**Your instructions:** Only the lines that contain the string "order" belong in the answer; pull them from the records.

**Stored records:**
══════════

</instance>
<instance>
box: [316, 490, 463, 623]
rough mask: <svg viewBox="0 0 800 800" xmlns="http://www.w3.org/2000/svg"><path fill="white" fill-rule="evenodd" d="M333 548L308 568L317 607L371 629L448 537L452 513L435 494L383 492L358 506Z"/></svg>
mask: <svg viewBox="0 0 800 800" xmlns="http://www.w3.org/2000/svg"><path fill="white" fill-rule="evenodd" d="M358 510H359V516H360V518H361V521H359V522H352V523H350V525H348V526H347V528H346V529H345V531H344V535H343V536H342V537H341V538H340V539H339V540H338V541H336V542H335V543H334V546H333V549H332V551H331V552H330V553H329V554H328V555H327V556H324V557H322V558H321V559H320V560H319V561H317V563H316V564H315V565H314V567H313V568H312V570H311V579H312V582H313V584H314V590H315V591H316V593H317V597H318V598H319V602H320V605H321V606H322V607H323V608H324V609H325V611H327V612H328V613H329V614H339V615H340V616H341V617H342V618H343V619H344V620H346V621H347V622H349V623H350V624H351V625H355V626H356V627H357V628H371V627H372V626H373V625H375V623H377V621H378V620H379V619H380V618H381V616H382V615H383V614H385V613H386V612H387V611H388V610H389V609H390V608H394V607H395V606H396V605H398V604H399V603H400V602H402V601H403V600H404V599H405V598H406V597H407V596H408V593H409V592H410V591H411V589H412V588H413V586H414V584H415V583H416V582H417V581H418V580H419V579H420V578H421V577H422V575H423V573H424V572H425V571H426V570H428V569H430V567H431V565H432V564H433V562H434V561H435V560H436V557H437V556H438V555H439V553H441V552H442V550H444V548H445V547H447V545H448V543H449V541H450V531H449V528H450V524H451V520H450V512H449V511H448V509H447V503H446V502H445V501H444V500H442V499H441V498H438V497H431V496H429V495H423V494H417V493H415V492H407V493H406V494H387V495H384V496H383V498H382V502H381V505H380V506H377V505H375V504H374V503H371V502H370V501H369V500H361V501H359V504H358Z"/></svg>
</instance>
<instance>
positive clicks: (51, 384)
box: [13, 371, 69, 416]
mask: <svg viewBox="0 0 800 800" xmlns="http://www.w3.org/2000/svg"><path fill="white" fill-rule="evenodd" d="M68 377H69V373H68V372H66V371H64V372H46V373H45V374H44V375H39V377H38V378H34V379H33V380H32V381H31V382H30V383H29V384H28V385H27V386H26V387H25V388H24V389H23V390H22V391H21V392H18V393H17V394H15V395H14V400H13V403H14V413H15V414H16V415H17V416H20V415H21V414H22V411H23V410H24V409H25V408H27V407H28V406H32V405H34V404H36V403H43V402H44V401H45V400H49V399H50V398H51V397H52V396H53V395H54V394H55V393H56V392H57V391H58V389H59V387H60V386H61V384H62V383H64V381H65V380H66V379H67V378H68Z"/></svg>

══════════

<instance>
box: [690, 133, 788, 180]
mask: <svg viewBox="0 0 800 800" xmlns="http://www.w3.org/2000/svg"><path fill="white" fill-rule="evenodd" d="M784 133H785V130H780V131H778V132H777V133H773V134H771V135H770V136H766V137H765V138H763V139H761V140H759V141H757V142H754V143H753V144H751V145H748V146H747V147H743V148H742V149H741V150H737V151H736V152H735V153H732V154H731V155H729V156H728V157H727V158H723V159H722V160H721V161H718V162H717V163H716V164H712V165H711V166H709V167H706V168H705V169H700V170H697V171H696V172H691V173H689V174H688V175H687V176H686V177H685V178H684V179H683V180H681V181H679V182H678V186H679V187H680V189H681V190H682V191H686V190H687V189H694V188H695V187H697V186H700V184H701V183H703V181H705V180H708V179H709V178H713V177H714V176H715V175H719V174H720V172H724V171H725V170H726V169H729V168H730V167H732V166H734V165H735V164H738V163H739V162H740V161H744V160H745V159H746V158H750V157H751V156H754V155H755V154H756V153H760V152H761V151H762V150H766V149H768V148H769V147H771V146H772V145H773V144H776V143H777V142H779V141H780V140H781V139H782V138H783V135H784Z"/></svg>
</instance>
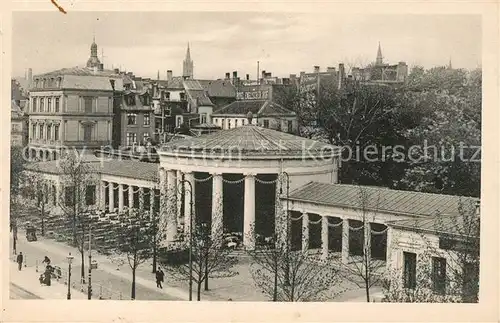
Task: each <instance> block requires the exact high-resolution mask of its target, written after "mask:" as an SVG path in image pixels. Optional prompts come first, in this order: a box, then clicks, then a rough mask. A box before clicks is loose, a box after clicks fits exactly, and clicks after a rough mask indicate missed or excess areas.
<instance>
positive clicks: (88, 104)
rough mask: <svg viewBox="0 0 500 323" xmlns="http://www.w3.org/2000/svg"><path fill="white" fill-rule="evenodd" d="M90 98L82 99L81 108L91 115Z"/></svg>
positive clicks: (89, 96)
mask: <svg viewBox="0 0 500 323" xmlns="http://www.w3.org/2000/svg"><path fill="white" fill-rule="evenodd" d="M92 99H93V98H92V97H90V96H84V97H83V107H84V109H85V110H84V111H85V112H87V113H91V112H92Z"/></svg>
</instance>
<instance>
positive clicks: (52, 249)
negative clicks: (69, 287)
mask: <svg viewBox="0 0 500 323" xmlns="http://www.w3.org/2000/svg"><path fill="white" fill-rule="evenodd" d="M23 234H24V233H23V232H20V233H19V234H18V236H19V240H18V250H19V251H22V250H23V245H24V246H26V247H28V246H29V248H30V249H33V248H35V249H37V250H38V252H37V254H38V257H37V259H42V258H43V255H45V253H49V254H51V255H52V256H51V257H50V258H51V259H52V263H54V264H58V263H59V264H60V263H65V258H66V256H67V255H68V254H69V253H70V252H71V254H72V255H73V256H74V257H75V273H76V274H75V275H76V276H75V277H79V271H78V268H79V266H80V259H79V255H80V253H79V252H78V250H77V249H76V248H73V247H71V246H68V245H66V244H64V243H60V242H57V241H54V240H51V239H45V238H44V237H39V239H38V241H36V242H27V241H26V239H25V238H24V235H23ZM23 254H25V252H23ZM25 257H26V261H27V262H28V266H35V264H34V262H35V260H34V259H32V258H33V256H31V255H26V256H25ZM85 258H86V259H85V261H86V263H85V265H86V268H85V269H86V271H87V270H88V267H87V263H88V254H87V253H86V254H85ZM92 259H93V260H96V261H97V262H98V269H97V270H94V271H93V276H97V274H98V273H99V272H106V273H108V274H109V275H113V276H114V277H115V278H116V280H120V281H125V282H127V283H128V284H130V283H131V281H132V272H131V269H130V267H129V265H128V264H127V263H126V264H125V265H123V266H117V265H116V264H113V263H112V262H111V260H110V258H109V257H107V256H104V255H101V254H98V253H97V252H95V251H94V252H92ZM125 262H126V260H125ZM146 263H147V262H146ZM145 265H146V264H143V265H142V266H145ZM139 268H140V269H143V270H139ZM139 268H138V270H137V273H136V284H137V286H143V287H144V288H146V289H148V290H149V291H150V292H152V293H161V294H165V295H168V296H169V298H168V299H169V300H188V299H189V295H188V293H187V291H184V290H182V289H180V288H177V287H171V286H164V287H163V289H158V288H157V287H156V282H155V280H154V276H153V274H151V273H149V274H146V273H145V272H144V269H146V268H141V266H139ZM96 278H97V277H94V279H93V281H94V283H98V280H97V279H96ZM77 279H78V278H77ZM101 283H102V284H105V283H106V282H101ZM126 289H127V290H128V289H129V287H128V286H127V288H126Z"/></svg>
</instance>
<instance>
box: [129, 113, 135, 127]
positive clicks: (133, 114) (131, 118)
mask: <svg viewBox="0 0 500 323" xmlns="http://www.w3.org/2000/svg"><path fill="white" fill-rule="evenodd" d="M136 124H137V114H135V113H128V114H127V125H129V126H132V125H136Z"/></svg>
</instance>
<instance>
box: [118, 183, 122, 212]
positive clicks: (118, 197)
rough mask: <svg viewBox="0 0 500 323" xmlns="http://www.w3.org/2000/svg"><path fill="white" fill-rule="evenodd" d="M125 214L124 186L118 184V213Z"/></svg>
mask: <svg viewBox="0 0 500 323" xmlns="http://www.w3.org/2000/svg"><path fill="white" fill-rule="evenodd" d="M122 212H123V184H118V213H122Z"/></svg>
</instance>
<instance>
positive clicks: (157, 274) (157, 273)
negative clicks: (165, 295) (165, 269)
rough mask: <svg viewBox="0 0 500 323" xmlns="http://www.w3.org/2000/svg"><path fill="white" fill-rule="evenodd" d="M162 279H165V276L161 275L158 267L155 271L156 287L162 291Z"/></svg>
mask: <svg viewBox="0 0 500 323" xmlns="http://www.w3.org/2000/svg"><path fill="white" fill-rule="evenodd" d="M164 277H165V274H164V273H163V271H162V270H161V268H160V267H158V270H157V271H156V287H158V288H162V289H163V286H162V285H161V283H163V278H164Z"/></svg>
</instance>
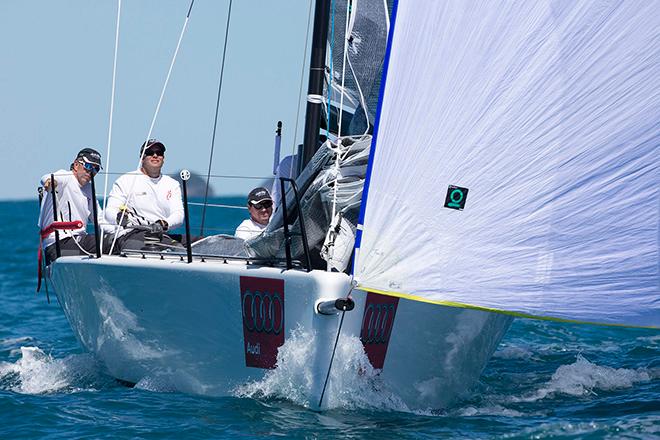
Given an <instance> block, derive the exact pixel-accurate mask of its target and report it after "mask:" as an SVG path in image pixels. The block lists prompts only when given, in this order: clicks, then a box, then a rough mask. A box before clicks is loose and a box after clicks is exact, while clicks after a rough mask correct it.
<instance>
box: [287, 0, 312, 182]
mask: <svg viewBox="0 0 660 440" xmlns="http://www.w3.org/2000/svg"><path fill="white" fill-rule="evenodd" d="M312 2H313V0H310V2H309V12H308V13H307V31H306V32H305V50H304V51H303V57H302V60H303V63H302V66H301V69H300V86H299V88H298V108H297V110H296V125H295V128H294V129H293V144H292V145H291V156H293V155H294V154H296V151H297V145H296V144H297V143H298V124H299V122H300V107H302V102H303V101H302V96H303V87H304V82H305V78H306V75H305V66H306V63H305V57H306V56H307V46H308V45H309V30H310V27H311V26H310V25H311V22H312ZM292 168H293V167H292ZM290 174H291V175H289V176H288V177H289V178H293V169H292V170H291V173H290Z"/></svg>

══════════

**Written solution:**
Task: each <instance> block requires the exact high-resolution mask of its target, written after "mask:" as an SVG path in image pixels. Optional prompts come first, in this order: a box, then clicks, then a rough mask. A box before clicks is loose, a box after clicks fits exactly, and clicks after a rough mask indicate missed or excess areas.
Given an <instance> block, derive the exact pixel-accurate mask of its target and report it after "mask:" as an SVG path in image pixels. The block lists prompts only when given, in this order: clicks, then a box, then a rough mask. A box before clicks is loose and a box after clicks is exact, while clicks after a rough mask correct it.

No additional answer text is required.